[Dataset entries]
++++++++++
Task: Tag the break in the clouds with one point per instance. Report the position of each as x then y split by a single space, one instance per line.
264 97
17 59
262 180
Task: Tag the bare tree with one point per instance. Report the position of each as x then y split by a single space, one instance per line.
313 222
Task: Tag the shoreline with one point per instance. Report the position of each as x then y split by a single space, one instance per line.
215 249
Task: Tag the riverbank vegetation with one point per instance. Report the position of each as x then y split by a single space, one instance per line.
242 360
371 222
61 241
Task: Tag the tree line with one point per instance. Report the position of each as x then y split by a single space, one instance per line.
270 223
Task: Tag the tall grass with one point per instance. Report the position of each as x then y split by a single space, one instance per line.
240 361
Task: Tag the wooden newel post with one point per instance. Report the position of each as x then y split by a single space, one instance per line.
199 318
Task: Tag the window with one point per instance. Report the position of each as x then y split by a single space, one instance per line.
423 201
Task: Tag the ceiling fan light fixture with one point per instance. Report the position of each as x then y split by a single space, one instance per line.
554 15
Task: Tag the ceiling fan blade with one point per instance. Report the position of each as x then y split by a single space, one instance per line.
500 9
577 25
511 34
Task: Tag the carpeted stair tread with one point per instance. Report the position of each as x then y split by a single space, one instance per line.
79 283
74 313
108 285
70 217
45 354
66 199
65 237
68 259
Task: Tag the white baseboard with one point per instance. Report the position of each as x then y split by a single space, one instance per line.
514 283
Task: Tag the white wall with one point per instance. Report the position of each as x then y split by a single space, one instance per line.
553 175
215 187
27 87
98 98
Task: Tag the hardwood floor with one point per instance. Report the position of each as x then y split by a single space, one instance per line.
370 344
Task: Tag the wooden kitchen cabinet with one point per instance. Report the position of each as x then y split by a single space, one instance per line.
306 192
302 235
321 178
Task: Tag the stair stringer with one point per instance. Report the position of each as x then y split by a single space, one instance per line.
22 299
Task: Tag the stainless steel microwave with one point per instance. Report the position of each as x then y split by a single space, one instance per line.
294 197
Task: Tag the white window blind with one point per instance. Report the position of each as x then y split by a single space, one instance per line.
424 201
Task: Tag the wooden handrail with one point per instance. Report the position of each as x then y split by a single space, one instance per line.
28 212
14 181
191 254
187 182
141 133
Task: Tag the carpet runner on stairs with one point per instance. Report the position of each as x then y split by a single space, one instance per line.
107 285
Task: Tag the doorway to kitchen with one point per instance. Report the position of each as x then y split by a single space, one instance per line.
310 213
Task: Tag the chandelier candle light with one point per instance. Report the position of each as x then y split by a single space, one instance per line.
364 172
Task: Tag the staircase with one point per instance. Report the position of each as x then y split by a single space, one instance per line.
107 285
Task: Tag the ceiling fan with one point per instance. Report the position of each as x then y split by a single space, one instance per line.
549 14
++++++++++
* [WHAT THE TASK ASKS]:
Rewrite every line from the one with "Task: Tag the chandelier" through the end of the records, requests included. Multiply each point coordinate in the answers by 0.5 and round to whole numbers, rounding halves up.

* [EXPECTED OUTPUT]:
Task: Tag the chandelier candle light with one point per instance. Report the position of each as x then y split by a single space, one instance per line.
182 86
Task: Tag the staircase with one point per instance. Report the position of each as x then y split by a single space, one instance per line.
54 143
Task: Tag the ceiling fan with one point per instance. Report the position of each as x then y split by a single space, one instance per line.
275 7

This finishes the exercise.